**Given passage**
* * * * * * *

Given these simulated CO2 concentrations, the optimized weights, \(\textbf{w}^*\), for the FNO surrogate are calculated by minimizing Eq. 2 for \(N=1900\) training pairs, \(\{\textbf{K}^{(j)},\, \textbf{c}^{(j)}\}_{j=1}^N\). Another 100 training pairs are used for validation. After training with 350 epochs, an average of 7% prediction error is achieved for permeability samples from the unseen test set. As observed from Fig. 7, the approximation errors of the FNO are mostly concentrated at the leading edge of the CO2 plumes. The same permeability models are used to train the NF by minimizing Eq. 4 for 245 epochs using the open-source software package InvertibleNetworks.jl [95]. We use the HINT network structure [41] for the NF. Three generative samples are shown in the second row of Fig. 1. From these examples, we can see that the trained NF is capable of generating random permeability models that resemble the ones in the training samples closely, despite minor noisy artifacts.

* * * * * * *

**Records supplied**

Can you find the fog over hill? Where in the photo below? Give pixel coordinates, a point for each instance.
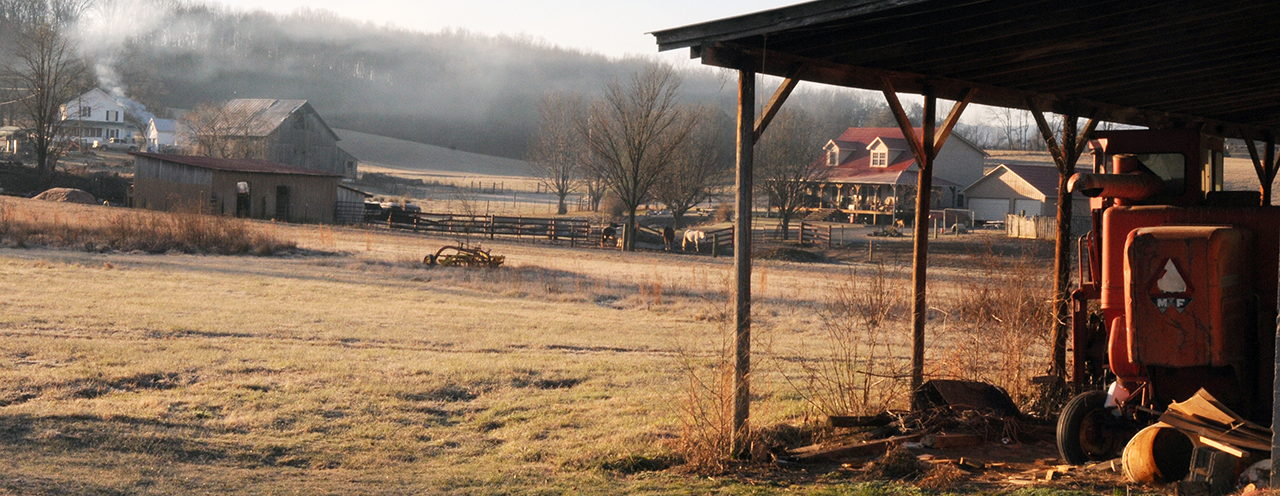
(449, 88)
(453, 88)
(407, 155)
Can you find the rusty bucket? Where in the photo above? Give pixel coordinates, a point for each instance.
(1157, 454)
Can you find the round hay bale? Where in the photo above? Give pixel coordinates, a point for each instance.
(67, 194)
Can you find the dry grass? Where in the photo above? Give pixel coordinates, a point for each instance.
(364, 372)
(40, 224)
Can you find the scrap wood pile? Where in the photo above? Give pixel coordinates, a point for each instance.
(936, 442)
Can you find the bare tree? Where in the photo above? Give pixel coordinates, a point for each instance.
(634, 133)
(214, 131)
(699, 166)
(786, 162)
(48, 74)
(558, 148)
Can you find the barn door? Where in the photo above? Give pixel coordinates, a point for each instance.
(242, 203)
(282, 203)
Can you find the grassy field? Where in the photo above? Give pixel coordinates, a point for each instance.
(347, 367)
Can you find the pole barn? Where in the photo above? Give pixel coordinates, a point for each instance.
(1210, 67)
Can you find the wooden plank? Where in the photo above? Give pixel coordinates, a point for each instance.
(863, 449)
(775, 104)
(743, 261)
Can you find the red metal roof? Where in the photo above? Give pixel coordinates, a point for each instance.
(236, 165)
(855, 160)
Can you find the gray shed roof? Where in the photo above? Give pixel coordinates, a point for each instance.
(265, 115)
(1159, 63)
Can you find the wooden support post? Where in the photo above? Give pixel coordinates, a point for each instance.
(743, 262)
(1065, 159)
(924, 150)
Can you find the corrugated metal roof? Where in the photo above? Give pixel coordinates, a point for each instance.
(1156, 63)
(1043, 178)
(236, 165)
(264, 115)
(164, 125)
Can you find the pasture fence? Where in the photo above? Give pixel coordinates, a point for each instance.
(574, 230)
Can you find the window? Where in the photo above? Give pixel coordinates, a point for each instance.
(880, 159)
(1171, 168)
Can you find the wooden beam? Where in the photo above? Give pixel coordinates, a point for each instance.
(743, 262)
(1269, 168)
(775, 104)
(776, 63)
(920, 248)
(904, 123)
(952, 118)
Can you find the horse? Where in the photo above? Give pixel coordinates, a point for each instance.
(695, 237)
(609, 233)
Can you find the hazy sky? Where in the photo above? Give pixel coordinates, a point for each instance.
(609, 27)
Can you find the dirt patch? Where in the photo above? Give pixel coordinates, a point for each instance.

* * * * * * *

**Requirements**
Condense the paragraph beginning "Given these simulated CO2 concentrations" in the passage on surrogate training into a bulleted list that keeps its main facts.

**Written answer**
- FNO surrogate weights, \(\textbf{w}^*\), are found by minimizing Eq. 2 over \(N=1900\) training pairs of permeability and CO2 concentration. Another 100 pairs are used for validation.
- After 350 epochs, the FNO's average prediction error on unseen test permeability samples is 7%.
- FNO errors are mostly at the leading edge of the CO2 plumes (Fig. 7).
- The NF is trained on the same permeability models by minimizing Eq. 4 for 245 epochs with InvertibleNetworks.jl, using the HINT network structure.
- Three generative samples appear in the second row of Fig. 1. The NF produces random permeability models that closely resemble the training samples, apart from minor noisy artifacts.